[START Information provided]
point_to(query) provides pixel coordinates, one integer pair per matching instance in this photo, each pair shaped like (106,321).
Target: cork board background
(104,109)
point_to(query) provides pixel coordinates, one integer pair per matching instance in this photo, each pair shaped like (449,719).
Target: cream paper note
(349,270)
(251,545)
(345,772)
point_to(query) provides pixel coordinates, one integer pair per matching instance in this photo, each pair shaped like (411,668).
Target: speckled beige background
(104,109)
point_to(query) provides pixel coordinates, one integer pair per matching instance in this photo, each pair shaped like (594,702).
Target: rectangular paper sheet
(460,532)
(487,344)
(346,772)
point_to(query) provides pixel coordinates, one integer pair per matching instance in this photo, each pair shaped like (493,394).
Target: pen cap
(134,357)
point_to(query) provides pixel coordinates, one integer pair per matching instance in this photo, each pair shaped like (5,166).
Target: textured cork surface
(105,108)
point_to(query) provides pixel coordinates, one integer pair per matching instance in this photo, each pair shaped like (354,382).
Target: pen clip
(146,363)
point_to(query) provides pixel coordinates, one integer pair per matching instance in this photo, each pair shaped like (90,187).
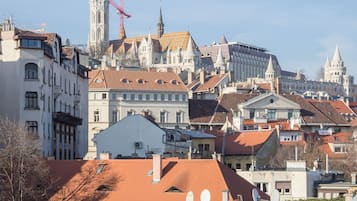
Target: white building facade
(113,95)
(45,89)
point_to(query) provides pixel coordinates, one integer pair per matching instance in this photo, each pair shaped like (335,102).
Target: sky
(300,33)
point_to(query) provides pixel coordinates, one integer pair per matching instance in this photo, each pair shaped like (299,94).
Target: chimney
(225,195)
(353,178)
(202,76)
(105,156)
(157,168)
(189,77)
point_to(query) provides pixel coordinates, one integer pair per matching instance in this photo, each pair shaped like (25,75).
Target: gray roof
(196,134)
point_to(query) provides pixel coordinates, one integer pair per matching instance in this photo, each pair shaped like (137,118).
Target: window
(32,127)
(31,71)
(206,147)
(271,114)
(283,187)
(31,43)
(251,114)
(200,148)
(238,166)
(114,116)
(31,100)
(163,116)
(178,117)
(114,96)
(290,114)
(96,116)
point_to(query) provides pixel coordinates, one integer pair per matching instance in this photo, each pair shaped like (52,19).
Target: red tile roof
(136,80)
(243,143)
(134,182)
(212,82)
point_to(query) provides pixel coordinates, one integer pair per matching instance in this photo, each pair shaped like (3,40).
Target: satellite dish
(189,196)
(255,194)
(354,198)
(205,195)
(275,196)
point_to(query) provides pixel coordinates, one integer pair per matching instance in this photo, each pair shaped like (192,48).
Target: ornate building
(45,88)
(242,60)
(99,27)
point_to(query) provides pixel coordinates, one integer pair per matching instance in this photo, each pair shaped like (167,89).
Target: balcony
(57,90)
(66,118)
(76,98)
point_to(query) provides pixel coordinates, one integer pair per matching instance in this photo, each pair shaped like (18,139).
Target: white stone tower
(336,70)
(270,72)
(99,27)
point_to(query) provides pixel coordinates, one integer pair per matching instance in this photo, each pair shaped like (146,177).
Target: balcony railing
(66,118)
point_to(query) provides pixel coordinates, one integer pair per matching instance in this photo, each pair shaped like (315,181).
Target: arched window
(31,71)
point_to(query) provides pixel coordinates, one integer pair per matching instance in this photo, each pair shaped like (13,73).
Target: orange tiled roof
(168,41)
(136,80)
(135,184)
(284,124)
(339,106)
(211,83)
(244,143)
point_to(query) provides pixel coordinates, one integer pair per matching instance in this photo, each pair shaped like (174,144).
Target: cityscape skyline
(302,35)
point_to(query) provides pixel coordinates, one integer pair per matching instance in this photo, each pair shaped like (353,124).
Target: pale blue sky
(301,33)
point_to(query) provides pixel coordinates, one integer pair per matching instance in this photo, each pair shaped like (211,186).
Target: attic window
(174,82)
(100,167)
(141,81)
(125,81)
(174,189)
(160,81)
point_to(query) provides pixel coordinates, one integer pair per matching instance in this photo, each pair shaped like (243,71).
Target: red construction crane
(121,13)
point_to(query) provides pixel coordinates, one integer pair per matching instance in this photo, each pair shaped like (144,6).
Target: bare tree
(24,174)
(90,184)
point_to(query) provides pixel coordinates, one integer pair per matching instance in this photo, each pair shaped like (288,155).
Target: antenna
(205,195)
(275,195)
(189,196)
(255,195)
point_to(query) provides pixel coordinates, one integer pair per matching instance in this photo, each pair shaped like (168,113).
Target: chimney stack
(225,195)
(202,76)
(157,168)
(353,178)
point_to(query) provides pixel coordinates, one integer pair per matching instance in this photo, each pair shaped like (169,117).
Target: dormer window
(141,81)
(30,43)
(125,81)
(160,81)
(174,82)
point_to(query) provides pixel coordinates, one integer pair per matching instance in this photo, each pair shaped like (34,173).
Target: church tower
(160,26)
(99,27)
(336,70)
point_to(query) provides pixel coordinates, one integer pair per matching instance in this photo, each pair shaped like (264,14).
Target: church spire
(327,63)
(220,60)
(160,25)
(270,72)
(122,34)
(337,56)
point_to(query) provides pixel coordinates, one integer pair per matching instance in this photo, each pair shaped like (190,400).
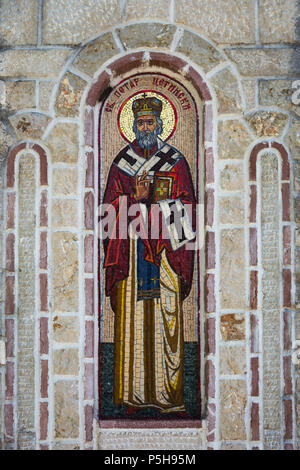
[END Information provided]
Please locate each line in the records above that contains the word "tower", and copy those lines out in full. Case counts when matching.

Target: white stone tower
Target: church tower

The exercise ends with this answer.